:: Page extract ::
-- Opening Marker --
Boyle and Bergen, however, involved allegations of
professional negligence which aggravated the compensable injury
being treated. The present case is different. Plaintiff alleges
that Dr. DePietro failed to diagnose a cancerous tumor not
related to the industrial injury and otherwise not compensable.
We are persuaded, nevertheless, that if Dr. DePietro, in failing
to diagnose the cancerous tumor during his treatment of Hawksby's
compensable injury, deviated from a standard of care, any
additional harm as a consequence of that deviation constitutes a
risk incidental to Hawksby's employment and would be compensable
under the workers' compensation statute. Cf. Livingstone v.
Abraham & Straus, Inc.,
111 N.J. 89 (1988) (store employee
injured while walking in mall parking lot not owned by employer);
Thornton v. Chamberlain Mfg. Corp.,
62 N.J. 235, 242 (1973)
(injuries sustained by petitioner as a result of assault by
former co-employee, occurring nine days after petitioner
terminated his employment, were compensable because they "were
caused in every realistic sense by petitioner's exposure at
work."); Howard v. Harwood's Restaurant Co.,
25 N.J. 72 (1957)
(assault of employee by a co-employee at the employment site is a
risk associated with the employment and is compensable);
Prettyman v. State,
298 N.J. Super. 580 (App. Div. 1997) (under
"but for" test, petitioner's depression, high blood pressure and
post traumatic stress disorder as a result of hostile aggressive
interrogation by State Police detectives were compensable because
the event arose out of work-connected duties).
Unlike the case where a physician aggravates the injury
being treated, however, here the compensability of DePietro's
alleged diagnostic failure would depend on concepts of fault,
i.e., if Dr. DePietro did not deviate from a standard of care,
then neither he nor the New York Times is responsible, in tort or
under the compensation statute, for the progression of the cancer
because Hawksby would not have suffered harm from DePietro's
treatment. Fault, however, is a concept foreign to the
principles on which workers' compensation is founded.
-- Closing Marker --
:: Exercise ::
In the excerpt on workers' compensation, what does the plaintiff allege Dr. DePietro failed to do? The material that comes next has no connection to the excerpt on workers' compensation.

:: Data records ::
-- Opening Marker --
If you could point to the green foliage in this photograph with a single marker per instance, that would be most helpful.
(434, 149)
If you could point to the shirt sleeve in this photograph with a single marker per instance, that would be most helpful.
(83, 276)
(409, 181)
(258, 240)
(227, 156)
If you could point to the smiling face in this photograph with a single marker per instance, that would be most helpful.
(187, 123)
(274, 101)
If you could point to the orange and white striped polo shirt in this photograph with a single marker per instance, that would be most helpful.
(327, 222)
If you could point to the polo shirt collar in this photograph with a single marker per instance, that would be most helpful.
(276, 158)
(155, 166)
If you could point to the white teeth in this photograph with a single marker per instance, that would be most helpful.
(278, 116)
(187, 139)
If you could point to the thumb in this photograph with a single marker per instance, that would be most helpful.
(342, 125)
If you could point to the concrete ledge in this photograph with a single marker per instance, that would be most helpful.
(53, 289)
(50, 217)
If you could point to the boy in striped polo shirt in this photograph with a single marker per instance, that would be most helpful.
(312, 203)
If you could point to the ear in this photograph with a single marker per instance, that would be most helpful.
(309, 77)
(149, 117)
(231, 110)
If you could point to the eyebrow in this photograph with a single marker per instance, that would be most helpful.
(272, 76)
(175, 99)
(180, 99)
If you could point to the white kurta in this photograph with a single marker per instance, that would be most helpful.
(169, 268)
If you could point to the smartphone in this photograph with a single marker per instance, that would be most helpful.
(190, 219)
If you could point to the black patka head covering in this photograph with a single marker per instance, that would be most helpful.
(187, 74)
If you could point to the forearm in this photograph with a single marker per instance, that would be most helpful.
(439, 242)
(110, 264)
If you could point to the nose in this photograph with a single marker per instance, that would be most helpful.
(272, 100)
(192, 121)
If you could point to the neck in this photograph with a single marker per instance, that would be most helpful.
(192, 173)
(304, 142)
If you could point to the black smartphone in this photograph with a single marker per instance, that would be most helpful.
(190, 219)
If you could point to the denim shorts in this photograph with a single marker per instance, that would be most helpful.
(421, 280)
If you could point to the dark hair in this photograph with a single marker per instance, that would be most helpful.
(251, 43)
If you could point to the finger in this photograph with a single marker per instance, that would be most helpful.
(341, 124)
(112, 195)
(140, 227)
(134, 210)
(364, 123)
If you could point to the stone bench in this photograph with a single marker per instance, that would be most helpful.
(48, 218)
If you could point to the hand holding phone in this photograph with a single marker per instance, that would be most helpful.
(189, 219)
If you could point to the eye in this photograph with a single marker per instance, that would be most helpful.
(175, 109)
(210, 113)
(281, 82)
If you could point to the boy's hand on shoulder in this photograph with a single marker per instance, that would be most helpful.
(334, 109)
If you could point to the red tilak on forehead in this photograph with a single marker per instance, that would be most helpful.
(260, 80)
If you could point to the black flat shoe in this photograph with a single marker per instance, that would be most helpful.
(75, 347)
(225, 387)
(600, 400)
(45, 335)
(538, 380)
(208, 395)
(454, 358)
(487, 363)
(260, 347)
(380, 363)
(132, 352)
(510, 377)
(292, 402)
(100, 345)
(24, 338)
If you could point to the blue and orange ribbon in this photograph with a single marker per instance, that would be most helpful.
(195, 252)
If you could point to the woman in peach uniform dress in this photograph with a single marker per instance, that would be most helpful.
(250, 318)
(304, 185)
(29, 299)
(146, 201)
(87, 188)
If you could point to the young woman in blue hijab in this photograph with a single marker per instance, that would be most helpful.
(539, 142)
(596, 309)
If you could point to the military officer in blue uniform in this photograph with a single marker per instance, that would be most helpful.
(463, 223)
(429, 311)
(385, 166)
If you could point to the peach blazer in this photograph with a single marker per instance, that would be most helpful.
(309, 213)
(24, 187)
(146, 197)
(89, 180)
-- Closing Marker --
:: Written response ::
Diagnose a cancerous tumor that was not related to the industrial injury and otherwise not compensable.